*Given problem*
Starting at the line that contains "task: draw the outline of every instance of the woman" and ending at the end of the listing, repeat every line, requests included. In the answers, rescale each coordinate by multiplying it by 2.3 and rounding to a whole number, with halves rounded up.

/---

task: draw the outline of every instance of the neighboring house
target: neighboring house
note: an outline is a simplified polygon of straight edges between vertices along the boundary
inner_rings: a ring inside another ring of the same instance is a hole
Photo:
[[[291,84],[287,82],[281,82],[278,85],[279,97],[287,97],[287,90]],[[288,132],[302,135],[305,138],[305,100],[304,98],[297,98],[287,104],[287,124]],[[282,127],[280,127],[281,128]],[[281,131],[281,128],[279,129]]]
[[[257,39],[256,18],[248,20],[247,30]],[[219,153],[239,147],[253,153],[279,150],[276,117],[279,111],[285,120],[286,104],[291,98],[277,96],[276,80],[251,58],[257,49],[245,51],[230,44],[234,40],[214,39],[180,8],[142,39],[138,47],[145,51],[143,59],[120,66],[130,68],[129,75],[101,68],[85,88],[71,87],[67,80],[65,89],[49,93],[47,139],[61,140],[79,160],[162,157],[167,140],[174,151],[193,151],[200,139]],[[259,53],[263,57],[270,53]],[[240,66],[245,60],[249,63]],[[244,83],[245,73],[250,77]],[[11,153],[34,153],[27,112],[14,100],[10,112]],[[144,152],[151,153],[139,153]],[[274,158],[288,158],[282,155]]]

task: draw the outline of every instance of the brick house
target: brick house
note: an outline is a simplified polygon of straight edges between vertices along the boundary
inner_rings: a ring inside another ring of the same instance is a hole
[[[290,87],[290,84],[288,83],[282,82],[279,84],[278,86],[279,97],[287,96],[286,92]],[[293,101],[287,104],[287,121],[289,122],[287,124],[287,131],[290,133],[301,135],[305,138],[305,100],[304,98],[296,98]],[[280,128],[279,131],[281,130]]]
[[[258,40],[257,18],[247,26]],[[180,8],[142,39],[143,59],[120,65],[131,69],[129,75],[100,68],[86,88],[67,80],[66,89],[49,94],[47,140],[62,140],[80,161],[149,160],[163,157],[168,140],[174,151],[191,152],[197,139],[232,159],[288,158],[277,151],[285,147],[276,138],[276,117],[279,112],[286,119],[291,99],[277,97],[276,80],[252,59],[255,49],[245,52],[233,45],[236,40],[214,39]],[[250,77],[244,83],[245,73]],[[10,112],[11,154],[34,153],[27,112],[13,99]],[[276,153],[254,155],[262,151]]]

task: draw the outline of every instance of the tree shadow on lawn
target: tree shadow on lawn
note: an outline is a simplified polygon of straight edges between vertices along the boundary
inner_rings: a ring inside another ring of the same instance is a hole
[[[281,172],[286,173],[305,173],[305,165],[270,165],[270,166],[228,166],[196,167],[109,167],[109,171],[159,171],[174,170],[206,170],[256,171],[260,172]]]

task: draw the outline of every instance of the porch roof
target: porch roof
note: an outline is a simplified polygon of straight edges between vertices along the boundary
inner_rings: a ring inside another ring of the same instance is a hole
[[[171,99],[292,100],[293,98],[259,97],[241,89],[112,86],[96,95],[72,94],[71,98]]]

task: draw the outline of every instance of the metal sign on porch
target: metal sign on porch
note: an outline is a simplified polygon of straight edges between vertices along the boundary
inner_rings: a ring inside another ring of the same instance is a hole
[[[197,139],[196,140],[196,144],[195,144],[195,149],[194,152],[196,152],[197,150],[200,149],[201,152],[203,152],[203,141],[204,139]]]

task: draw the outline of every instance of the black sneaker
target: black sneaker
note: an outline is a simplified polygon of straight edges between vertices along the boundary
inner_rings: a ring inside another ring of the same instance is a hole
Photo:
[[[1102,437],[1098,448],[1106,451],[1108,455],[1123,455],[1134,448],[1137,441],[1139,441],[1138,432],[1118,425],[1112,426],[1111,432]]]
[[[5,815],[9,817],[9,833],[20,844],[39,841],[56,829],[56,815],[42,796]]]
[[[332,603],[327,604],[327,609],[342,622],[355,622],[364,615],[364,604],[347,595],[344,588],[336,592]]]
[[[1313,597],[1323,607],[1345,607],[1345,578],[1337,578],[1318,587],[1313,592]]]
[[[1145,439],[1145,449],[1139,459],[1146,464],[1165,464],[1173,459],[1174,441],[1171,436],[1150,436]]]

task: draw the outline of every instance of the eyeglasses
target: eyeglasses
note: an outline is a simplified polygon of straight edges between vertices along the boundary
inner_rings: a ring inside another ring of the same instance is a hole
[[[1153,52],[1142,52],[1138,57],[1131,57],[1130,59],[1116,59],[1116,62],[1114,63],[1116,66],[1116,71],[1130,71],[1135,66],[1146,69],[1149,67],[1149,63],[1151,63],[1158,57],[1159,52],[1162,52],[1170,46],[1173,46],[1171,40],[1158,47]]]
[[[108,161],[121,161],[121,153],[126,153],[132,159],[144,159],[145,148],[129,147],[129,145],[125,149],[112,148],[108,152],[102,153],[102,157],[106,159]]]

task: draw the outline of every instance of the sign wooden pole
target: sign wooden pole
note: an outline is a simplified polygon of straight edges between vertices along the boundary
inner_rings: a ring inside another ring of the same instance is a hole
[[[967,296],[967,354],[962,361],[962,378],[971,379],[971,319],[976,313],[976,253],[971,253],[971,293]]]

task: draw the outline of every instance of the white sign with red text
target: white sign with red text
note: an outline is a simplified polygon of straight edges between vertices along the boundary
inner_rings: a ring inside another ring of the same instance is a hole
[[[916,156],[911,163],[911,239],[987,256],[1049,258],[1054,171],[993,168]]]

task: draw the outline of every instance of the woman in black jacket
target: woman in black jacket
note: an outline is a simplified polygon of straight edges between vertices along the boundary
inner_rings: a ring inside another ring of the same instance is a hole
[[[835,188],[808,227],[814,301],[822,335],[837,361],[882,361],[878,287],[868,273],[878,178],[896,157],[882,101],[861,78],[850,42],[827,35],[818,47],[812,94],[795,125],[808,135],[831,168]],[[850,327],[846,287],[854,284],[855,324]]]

\---

*Worked solution*
task: draw the outline of every instance of the woman in black jacket
target: woman in black jacket
note: an outline is a simplified polygon of straight edges between vertices along the boundary
inner_rings: a ring inside another ring of the same instance is a hole
[[[1921,432],[1858,522],[1872,692],[1891,771],[1925,830],[2029,830],[2019,660],[1996,628],[2019,409],[2061,361],[2029,232],[1980,179],[1955,97],[1902,81],[1881,108],[1868,216],[1829,288],[1858,311],[1911,386]],[[1955,752],[1946,660],[1964,653],[1967,745]]]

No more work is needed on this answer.